◆ **EXERCISE**
Write out the part of the Spark assignment text that starts with "After completing this" and goes on through "on your VMs.", word for word.

◆ **SUPPLIED TEXT**
Due Friday, November 4 at 11:59pm
This assignment is designed to support your in-class understanding of how in-memory data analytics stacks and stream processing engines work. You will deploy SPARK, an in-memory big data analytics framework and one of the most popular open source projects nowadays. You will learn how to write native Spark applications and understand the factors that influence it's performance. Next, you will learn how to write streaming applications using Structured Streaming, SPARK's latest library to support development of end-to-end streaming applications. Lastly, you will deploy Apache Storm, a stream processing engine to process real tweets. As in assignment 1, you will produce a short report detailing your observations, scripts and takeaways.
After completing this assignment, you should:
We have provided a set of 5 VMs to every group; these are all hosted in CloudLab. One VM has a public IP which is accesible from the external world. All VMs have a private IP and are reachable from each other. In your setup, you should designate the VM with a public IP to act as a master/slave while the others are assigned as slaves only. In the following, when we refer to a master, we refer to either the VM designated as the master, or to a process running on the master VM.
To prepare your VMs for the big data analytics stack deployment, we have performed the following steps:
Before proceeding, please ensure all the above steps have been done on your VMs.
The following will help you deploy all the software needed and set the proper configurations required for this assignment. You need to download the following configuration archive on every VM, and place the uncompressed files in /home/ubuntu/conf. In addition, download and deploy the run.sh script in your home directory (/home/ubuntu) on every VM. The script enables you to start and stop Hadoop services and configure various environment variables. To function properly, it requires an machines file which contains the IP addresses of all the slave VMs where you plan to deploy your big data software stack, one per line. For example, if you plan to deploy slave processes on VMs with IPs 10.0.1.2, 10.0.1.3, 10.0.1.4, your machines file will look like:
10.0.1.2The run.sh script used in assignment-1 incorporates additional information required to run the SPARK stack. It defines new environment variables and new commands to start and stop your SPARK cluster.

◆ **RECORDS SUPPLIED**
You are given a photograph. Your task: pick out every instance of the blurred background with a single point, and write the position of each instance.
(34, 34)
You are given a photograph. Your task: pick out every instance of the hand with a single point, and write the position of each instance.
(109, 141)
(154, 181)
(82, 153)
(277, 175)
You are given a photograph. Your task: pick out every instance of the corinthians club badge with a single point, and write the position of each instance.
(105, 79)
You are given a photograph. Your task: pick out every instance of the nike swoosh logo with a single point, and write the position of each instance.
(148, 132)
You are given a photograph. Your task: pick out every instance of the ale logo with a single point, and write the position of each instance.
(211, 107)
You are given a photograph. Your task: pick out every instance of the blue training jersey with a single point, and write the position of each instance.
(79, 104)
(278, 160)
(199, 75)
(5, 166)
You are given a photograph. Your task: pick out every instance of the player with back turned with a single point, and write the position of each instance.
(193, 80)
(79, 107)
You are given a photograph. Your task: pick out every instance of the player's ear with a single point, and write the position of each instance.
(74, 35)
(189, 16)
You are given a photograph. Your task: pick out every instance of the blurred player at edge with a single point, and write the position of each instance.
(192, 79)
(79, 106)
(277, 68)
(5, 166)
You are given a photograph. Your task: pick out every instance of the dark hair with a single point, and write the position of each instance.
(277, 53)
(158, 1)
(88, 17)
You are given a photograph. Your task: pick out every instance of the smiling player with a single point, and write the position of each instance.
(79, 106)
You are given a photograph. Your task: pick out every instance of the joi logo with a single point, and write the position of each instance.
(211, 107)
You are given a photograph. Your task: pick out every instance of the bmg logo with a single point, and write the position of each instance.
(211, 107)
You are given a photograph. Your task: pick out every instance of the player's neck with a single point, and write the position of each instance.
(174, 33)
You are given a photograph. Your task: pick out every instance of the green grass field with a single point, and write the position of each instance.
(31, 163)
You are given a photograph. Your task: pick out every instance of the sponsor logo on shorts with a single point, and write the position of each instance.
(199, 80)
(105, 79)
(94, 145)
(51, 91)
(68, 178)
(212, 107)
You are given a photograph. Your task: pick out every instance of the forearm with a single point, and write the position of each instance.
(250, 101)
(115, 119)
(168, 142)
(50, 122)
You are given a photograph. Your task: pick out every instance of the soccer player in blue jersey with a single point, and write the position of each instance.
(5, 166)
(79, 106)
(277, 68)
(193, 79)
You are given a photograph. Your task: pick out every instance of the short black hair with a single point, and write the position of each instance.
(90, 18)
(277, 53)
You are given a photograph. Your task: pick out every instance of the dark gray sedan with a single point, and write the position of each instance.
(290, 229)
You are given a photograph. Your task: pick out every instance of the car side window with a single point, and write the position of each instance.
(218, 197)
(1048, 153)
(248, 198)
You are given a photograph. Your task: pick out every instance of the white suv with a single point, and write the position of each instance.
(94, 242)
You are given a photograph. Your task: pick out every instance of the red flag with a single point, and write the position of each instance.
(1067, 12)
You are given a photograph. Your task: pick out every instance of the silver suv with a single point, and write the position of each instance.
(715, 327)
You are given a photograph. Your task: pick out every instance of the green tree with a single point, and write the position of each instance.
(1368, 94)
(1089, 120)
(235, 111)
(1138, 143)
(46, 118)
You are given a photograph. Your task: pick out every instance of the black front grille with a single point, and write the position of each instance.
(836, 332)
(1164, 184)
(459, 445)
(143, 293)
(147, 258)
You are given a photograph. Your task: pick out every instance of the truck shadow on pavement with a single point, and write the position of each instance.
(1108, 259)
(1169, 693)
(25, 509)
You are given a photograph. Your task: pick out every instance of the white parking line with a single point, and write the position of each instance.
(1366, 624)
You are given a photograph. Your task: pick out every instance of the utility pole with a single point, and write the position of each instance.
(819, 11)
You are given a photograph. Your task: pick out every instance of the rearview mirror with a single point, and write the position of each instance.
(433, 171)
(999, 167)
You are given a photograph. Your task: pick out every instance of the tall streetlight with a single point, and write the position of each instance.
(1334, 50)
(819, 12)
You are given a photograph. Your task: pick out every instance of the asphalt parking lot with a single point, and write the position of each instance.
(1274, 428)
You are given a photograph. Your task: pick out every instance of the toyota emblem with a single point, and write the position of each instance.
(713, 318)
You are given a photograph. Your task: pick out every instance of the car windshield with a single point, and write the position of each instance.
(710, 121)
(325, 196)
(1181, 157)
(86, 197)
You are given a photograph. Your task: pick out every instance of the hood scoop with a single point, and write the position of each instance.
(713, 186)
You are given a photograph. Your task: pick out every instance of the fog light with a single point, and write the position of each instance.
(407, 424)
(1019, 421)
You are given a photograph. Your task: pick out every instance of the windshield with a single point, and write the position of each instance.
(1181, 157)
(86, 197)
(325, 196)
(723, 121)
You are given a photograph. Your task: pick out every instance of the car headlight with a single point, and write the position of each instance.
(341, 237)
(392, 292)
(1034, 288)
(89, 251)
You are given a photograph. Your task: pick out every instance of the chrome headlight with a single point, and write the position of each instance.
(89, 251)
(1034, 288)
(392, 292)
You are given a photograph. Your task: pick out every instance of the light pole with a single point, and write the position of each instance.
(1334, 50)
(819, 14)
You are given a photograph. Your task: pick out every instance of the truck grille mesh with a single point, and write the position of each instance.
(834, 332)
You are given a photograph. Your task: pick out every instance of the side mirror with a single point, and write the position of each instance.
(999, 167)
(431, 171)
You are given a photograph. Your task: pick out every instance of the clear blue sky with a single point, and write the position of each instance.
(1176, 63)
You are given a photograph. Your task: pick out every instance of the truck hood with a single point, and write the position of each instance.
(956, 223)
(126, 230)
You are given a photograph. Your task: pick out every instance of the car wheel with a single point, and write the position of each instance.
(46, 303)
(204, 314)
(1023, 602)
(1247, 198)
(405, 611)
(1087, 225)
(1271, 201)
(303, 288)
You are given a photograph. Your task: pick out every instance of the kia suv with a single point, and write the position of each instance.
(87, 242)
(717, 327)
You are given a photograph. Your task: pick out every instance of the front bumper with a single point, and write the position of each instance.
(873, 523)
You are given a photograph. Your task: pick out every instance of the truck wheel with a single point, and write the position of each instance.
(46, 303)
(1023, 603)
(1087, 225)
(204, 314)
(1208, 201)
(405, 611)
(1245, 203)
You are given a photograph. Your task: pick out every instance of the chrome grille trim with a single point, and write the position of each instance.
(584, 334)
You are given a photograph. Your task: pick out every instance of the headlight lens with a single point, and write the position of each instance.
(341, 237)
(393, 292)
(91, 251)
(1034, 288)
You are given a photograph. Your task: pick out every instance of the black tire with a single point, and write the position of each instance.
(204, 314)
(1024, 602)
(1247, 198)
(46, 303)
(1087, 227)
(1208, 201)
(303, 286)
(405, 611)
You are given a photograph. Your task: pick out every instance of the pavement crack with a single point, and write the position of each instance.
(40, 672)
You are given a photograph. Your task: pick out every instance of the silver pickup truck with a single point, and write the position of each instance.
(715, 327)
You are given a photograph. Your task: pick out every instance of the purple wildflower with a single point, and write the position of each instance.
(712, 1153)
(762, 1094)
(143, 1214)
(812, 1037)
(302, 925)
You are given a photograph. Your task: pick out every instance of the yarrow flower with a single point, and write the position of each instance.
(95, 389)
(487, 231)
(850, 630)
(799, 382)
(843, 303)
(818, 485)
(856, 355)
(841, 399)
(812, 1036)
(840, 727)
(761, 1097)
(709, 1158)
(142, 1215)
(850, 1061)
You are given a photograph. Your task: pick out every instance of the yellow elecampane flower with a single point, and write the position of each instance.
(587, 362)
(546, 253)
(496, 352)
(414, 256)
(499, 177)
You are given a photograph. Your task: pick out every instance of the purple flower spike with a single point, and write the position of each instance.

◆ **TASK ANSWER**
After completing this assignment, you should:
We have provided a set of 5 VMs to every group; these are all hosted in CloudLab. One VM has a public IP which is accesible from the external world. All VMs have a private IP and are reachable from each other. In your setup, you should designate the VM with a public IP to act as a master/slave while the others are assigned as slaves only. In the following, when we refer to a master, we refer to either the VM designated as the master, or to a process running on the master VM.
To prepare your VMs for the big data analytics stack deployment, we have performed the following steps:
Before proceeding, please ensure all the above steps have been done on your VMs.